Stored items from a collection:
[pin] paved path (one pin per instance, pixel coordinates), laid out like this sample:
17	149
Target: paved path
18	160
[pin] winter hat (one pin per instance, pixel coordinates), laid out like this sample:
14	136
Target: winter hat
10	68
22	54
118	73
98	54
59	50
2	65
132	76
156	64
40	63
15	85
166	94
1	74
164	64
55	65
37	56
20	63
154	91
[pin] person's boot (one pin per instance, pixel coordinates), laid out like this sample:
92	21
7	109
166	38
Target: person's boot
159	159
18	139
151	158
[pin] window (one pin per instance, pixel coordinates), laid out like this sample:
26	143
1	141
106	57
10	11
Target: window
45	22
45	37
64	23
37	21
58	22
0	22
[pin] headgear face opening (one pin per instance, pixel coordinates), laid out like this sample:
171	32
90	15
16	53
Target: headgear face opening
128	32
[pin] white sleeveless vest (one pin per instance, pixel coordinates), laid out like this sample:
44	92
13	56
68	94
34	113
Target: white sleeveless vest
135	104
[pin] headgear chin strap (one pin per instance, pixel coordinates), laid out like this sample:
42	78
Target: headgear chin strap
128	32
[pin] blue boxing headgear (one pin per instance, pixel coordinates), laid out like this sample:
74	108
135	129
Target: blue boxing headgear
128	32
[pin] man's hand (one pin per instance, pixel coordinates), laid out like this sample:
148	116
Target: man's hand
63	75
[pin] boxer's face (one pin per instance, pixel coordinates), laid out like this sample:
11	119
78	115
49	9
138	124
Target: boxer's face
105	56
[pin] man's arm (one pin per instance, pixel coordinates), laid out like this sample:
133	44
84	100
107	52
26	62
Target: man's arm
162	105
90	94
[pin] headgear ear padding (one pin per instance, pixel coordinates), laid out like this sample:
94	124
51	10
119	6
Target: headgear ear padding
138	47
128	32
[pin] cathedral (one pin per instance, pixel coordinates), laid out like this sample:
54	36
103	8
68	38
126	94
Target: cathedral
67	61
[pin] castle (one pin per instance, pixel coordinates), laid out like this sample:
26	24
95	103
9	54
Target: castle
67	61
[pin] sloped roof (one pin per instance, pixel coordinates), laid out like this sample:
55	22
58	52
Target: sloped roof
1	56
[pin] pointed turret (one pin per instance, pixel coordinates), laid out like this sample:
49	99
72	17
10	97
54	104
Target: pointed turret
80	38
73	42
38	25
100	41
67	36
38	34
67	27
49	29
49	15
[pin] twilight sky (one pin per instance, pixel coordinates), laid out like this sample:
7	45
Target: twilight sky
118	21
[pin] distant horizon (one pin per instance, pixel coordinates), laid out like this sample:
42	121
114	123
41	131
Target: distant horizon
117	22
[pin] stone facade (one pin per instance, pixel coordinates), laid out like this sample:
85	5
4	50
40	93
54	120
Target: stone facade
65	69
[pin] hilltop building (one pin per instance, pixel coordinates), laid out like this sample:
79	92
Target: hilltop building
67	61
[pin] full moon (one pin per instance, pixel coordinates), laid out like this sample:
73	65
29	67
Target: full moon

— To do —
Print the listing's lines unchanged, from the line containing "[pin] cathedral (one" through the end of the listing, including both of those lines.

— Task answer —
[pin] cathedral (one pin per instance, pixel coordinates), laid out like this sample:
54	36
103	8
68	38
126	94
Target: cathedral
67	61
[pin] castle (one pin per instance, pixel coordinates), laid out like this sample:
26	24
95	103
9	54
Target: castle
67	61
[pin] sloped roof (one pin per instance, pixel coordinates), laid out like this sample:
55	22
58	52
Target: sloped roof
1	56
[pin] pointed turret (one pin per instance, pixel coordinates), laid out like this sample:
49	99
72	17
10	97
54	104
Target: pointed turret
80	38
73	42
38	25
100	41
67	36
38	34
67	27
49	29
49	15
[pin] twilight sky (one pin per instance, pixel coordinates), laid out like this sample:
7	45
Target: twilight sky
118	21
[pin] distant horizon (one pin per instance, pixel coordinates), laid out like this sample:
42	121
114	123
41	131
Target: distant horizon
117	22
[pin] stone facade (one pin per instance, pixel coordinates), laid out like this sample:
85	5
4	50
40	93
54	120
Target: stone facade
65	69
[pin] hilltop building (one pin per instance, pixel coordinates), laid out like this sample:
79	92
Target: hilltop building
67	61
[pin] full moon (one pin per instance, pixel coordinates), laid out like this sample:
73	65
29	67
Target: full moon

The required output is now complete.